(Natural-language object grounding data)

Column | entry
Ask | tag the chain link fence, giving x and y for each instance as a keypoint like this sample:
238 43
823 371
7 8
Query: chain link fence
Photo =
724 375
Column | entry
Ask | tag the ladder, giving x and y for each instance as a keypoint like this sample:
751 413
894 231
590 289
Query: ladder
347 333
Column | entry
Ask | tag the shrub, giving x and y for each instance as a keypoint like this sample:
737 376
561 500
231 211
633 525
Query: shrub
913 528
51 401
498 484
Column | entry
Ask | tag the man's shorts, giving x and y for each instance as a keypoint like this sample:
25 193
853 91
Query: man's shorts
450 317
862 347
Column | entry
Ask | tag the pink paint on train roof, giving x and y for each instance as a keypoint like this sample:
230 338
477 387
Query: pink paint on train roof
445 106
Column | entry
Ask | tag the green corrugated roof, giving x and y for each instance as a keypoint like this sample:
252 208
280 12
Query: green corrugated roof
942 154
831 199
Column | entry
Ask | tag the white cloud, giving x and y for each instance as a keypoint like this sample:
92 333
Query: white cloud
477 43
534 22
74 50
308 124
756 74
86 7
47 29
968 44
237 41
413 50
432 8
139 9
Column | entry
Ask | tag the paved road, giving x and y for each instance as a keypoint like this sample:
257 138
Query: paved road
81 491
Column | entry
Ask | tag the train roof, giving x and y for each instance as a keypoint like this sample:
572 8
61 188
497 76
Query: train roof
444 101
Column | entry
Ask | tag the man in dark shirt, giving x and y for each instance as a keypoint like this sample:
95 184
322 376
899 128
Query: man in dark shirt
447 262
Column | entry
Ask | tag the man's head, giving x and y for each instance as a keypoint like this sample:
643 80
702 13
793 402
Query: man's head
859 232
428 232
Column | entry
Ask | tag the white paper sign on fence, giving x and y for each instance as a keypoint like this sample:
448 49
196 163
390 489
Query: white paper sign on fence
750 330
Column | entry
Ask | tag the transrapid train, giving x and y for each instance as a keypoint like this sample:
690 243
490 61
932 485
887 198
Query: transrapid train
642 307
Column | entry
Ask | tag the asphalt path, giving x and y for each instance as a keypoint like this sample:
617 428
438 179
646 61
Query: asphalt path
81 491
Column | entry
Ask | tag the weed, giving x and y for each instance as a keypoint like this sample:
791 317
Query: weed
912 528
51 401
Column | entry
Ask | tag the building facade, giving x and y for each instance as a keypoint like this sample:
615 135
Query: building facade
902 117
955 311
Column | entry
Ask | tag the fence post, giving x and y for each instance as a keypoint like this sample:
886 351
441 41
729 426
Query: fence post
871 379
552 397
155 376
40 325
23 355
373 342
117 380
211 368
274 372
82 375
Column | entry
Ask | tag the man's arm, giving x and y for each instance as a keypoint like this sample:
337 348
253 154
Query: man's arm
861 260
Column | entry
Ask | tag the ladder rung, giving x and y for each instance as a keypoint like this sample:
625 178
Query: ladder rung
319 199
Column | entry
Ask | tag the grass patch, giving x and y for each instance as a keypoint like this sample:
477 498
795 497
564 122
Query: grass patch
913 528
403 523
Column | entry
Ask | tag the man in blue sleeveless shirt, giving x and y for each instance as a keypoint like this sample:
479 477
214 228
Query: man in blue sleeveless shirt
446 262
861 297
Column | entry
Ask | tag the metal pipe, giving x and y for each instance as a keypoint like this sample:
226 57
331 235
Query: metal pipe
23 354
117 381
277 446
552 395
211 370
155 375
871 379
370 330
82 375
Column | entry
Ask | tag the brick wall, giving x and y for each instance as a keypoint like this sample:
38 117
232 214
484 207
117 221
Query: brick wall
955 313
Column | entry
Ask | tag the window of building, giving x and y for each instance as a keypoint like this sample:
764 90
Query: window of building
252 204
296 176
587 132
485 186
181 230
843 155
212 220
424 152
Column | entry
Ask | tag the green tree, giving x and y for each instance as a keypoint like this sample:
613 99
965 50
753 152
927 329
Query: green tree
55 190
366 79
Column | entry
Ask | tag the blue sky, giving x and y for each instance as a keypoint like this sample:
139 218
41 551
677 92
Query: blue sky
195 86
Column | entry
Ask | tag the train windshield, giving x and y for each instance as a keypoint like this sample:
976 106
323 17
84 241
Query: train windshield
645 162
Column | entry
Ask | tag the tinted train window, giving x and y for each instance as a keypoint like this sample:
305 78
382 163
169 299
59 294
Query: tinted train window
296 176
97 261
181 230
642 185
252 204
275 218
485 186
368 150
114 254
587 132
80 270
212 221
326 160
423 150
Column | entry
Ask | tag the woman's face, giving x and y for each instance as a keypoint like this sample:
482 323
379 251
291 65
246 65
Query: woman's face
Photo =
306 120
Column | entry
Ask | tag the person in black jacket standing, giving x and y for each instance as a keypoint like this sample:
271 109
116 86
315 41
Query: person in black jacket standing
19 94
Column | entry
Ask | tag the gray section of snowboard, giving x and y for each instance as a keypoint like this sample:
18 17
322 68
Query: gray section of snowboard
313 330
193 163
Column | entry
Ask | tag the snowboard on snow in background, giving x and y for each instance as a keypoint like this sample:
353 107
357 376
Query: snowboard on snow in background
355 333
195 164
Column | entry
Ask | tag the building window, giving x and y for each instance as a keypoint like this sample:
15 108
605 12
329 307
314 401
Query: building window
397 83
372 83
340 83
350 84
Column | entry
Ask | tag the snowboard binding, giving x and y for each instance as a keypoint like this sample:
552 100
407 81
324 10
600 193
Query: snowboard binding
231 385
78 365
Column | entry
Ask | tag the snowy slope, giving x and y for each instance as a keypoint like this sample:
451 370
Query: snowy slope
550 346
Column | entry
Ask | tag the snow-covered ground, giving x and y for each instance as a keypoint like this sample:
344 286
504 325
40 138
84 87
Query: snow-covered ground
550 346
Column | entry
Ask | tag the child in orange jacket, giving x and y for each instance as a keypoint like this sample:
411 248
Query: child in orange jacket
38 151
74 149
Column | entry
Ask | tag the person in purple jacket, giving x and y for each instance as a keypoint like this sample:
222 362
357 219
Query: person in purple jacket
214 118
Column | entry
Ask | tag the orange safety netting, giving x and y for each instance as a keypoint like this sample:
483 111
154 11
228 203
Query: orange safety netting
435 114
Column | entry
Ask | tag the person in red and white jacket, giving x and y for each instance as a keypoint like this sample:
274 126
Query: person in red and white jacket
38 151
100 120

---

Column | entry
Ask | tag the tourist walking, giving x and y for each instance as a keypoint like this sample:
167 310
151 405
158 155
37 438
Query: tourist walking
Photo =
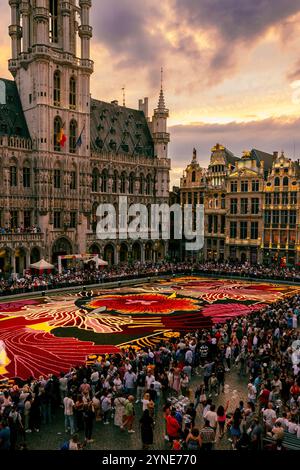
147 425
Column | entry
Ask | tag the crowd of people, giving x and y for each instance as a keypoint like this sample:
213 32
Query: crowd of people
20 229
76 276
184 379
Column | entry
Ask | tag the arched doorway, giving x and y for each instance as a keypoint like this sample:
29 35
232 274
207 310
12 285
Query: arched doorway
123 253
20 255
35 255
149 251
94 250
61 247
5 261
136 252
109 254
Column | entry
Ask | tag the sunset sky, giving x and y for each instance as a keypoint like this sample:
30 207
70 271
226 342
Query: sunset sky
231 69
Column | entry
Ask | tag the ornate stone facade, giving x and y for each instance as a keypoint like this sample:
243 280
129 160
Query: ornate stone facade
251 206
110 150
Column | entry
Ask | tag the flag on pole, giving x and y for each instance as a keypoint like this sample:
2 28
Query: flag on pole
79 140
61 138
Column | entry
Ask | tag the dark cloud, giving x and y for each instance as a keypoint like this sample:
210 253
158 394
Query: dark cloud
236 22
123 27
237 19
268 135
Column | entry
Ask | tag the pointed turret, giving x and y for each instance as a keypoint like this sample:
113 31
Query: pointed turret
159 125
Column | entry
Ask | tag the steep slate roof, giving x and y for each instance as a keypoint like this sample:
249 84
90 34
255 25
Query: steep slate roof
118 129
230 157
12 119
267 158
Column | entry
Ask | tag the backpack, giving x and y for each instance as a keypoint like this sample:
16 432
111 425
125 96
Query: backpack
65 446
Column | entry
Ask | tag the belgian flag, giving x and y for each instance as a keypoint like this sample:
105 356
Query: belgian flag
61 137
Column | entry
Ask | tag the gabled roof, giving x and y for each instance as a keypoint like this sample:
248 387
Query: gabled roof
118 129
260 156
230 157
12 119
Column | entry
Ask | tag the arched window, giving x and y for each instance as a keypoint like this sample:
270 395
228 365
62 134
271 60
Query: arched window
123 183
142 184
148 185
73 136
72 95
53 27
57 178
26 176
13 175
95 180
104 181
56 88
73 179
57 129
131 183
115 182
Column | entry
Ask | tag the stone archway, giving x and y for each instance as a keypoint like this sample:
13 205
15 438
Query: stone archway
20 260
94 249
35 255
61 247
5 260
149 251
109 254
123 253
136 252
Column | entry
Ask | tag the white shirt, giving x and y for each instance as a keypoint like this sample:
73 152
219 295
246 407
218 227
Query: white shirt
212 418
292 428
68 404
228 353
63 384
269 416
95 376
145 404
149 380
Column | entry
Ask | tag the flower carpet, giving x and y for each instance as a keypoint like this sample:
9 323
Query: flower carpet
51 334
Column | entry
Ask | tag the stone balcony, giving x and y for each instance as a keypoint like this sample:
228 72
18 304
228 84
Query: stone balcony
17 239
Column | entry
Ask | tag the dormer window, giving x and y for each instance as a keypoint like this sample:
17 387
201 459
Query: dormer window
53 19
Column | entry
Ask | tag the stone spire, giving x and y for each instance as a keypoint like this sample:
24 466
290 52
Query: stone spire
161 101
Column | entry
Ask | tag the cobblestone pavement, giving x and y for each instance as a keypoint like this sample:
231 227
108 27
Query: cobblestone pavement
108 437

### WHAT YOU SHOULD DO
What are the lines above that hold the string "tourist"? Copy them.

### ANSWER BOX
Ask | tag the tourist walking, giving x and y for each instance as a keypoint like this sample:
Query: tourist walking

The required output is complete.